--- START DATASET EXTRACT ---
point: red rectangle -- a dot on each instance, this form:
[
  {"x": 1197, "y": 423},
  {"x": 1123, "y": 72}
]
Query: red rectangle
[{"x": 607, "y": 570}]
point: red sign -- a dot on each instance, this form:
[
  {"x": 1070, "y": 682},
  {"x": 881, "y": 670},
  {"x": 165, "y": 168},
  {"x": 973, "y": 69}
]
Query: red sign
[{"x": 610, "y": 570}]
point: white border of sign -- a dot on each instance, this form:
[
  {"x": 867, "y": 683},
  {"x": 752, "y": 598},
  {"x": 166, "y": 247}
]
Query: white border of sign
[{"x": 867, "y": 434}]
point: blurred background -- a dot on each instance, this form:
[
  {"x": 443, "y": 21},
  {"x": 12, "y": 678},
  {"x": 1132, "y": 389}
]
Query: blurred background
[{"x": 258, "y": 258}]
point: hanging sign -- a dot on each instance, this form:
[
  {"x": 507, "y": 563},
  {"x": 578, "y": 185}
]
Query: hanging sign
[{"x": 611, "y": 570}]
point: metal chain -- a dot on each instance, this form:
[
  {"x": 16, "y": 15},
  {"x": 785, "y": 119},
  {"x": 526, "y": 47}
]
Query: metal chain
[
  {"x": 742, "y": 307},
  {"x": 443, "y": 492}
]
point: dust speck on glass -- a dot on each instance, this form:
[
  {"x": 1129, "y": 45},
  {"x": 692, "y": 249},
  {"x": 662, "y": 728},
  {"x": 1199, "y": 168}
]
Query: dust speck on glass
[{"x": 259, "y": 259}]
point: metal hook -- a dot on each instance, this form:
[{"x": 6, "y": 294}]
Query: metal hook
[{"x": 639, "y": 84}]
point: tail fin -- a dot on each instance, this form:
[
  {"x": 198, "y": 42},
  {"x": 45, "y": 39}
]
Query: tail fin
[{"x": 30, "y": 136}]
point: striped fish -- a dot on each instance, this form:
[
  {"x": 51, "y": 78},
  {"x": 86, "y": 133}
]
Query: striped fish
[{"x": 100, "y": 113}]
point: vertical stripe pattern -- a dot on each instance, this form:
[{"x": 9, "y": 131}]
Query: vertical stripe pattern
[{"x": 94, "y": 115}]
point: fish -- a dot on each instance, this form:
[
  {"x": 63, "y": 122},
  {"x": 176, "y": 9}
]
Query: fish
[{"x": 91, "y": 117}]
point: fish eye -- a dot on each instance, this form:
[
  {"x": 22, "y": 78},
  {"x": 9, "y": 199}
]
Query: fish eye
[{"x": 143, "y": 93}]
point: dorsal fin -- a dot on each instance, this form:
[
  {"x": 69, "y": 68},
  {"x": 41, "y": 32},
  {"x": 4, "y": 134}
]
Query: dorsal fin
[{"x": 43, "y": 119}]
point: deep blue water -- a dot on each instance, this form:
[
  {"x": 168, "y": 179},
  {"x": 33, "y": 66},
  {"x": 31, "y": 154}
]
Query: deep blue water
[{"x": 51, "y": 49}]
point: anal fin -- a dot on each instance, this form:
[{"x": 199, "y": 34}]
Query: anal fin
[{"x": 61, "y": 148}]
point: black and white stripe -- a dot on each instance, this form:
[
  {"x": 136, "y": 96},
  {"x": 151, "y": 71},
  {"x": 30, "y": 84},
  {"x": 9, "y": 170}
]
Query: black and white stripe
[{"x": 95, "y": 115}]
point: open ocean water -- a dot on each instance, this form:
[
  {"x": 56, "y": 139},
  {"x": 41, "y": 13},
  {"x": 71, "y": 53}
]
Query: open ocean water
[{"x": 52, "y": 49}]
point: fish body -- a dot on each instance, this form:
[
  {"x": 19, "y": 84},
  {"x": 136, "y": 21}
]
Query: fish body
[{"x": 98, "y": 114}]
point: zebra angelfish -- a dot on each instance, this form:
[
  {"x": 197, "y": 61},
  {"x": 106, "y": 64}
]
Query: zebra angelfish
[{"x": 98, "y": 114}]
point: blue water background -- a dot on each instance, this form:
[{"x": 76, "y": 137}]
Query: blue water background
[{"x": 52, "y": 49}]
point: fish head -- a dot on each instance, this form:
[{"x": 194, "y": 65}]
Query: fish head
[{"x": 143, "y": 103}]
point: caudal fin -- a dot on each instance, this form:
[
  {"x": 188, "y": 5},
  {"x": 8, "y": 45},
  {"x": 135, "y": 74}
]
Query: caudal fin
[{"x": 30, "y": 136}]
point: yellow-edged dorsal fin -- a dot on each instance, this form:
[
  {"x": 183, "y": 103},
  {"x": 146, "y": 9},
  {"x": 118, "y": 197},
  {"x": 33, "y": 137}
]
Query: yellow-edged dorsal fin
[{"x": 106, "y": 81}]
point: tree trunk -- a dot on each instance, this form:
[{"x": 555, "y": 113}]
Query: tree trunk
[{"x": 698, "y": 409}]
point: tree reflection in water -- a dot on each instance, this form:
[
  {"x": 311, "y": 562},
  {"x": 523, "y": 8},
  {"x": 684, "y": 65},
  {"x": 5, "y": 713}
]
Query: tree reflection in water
--- END DATASET EXTRACT ---
**THE PROBLEM**
Can you reproduce the whole listing with "steel" substituted for every "metal" and nothing else altered?

**SOLUTION TO THIS PROBLEM**
point: red rectangle -- a dot on each instance, this form:
[
  {"x": 1197, "y": 423},
  {"x": 1123, "y": 72}
]
Query: red rectangle
[{"x": 607, "y": 570}]
point: red sign -- a dot on each instance, this form:
[
  {"x": 1070, "y": 682},
  {"x": 881, "y": 670},
  {"x": 165, "y": 168},
  {"x": 973, "y": 69}
]
Query: red sign
[{"x": 610, "y": 570}]
point: white border of sign -- a dot on each instance, this form:
[
  {"x": 867, "y": 683},
  {"x": 752, "y": 598},
  {"x": 166, "y": 247}
]
Query: white border of sign
[{"x": 867, "y": 434}]
point: blurred background -- a dot on each instance, this form:
[
  {"x": 443, "y": 21},
  {"x": 12, "y": 678},
  {"x": 1132, "y": 389}
]
Query: blurred background
[{"x": 258, "y": 258}]
point: hanging sign -- a dot on each instance, this form:
[
  {"x": 507, "y": 563},
  {"x": 578, "y": 185}
]
Query: hanging sign
[{"x": 611, "y": 570}]
point: steel chain -- a dot on each instance, this form:
[
  {"x": 16, "y": 15},
  {"x": 785, "y": 119},
  {"x": 526, "y": 47}
]
Query: steel chain
[
  {"x": 742, "y": 307},
  {"x": 443, "y": 492}
]
point: dust speck on glass -- a dot on each instance, this form:
[
  {"x": 1129, "y": 45},
  {"x": 692, "y": 249},
  {"x": 662, "y": 728},
  {"x": 1199, "y": 168}
]
Query: dust speck on glass
[{"x": 259, "y": 259}]
point: steel hook -- a dot on each instance, this form:
[{"x": 6, "y": 294}]
Query: steel hook
[{"x": 639, "y": 84}]
point: tail fin -- a dot on each instance, this form:
[
  {"x": 198, "y": 42},
  {"x": 45, "y": 39}
]
Query: tail fin
[{"x": 30, "y": 136}]
point: striped fish -- a dot on each instance, this form:
[
  {"x": 51, "y": 78},
  {"x": 86, "y": 133}
]
Query: striped fish
[{"x": 100, "y": 113}]
point: vertical stripe pattern -- a dot on each instance, this form:
[{"x": 9, "y": 131}]
Query: vertical stripe pattern
[{"x": 94, "y": 115}]
point: fish -- a dot on each instance, this form:
[
  {"x": 63, "y": 122},
  {"x": 176, "y": 9}
]
Query: fish
[{"x": 91, "y": 117}]
point: fish eye -- a dot on each instance, this form:
[
  {"x": 22, "y": 78},
  {"x": 9, "y": 199}
]
Query: fish eye
[{"x": 143, "y": 93}]
point: dorsal fin -- a dot on each instance, this form:
[
  {"x": 69, "y": 68},
  {"x": 41, "y": 32},
  {"x": 4, "y": 134}
]
Query: dorsal fin
[{"x": 43, "y": 119}]
point: deep blue water -- a dot on each instance, this form:
[
  {"x": 168, "y": 179},
  {"x": 33, "y": 66},
  {"x": 31, "y": 154}
]
Query: deep blue water
[{"x": 51, "y": 49}]
point: anal fin -- a dot on each instance, this form:
[{"x": 199, "y": 34}]
Query: anal fin
[{"x": 61, "y": 148}]
point: black and white stripe -- a dot on each instance, this form:
[
  {"x": 136, "y": 96},
  {"x": 151, "y": 71},
  {"x": 30, "y": 84},
  {"x": 9, "y": 170}
]
Query: black and white stripe
[{"x": 95, "y": 115}]
point: open ocean water -- a dot on each instance, this form:
[
  {"x": 56, "y": 139},
  {"x": 41, "y": 13},
  {"x": 71, "y": 53}
]
Query: open ocean water
[{"x": 52, "y": 49}]
point: fish body -- a dot on each instance, this form:
[
  {"x": 19, "y": 84},
  {"x": 136, "y": 21}
]
Query: fish body
[{"x": 98, "y": 114}]
point: zebra angelfish -- a dot on each instance, this form:
[
  {"x": 197, "y": 61},
  {"x": 106, "y": 64}
]
Query: zebra angelfish
[{"x": 98, "y": 114}]
point: blue water background -- a dot on each instance, this form:
[{"x": 76, "y": 137}]
Query: blue water background
[{"x": 52, "y": 49}]
point: fish head -- a dot on each instance, this form:
[{"x": 194, "y": 65}]
Query: fish head
[{"x": 143, "y": 103}]
point: caudal fin -- a dot on each instance, this form:
[
  {"x": 188, "y": 5},
  {"x": 8, "y": 45},
  {"x": 135, "y": 74}
]
Query: caudal fin
[{"x": 30, "y": 136}]
point: yellow-edged dorsal fin -- a dot on each instance, this form:
[
  {"x": 183, "y": 103},
  {"x": 146, "y": 9},
  {"x": 118, "y": 197},
  {"x": 33, "y": 137}
]
Query: yellow-edged dorsal fin
[{"x": 106, "y": 81}]
point: tree trunk -- a dot on each instance, this form:
[{"x": 555, "y": 113}]
Query: tree trunk
[{"x": 698, "y": 409}]
point: tree reflection in water -- a dot on each instance, this form:
[
  {"x": 311, "y": 562},
  {"x": 523, "y": 8},
  {"x": 684, "y": 65},
  {"x": 5, "y": 713}
]
Query: tree reflection in water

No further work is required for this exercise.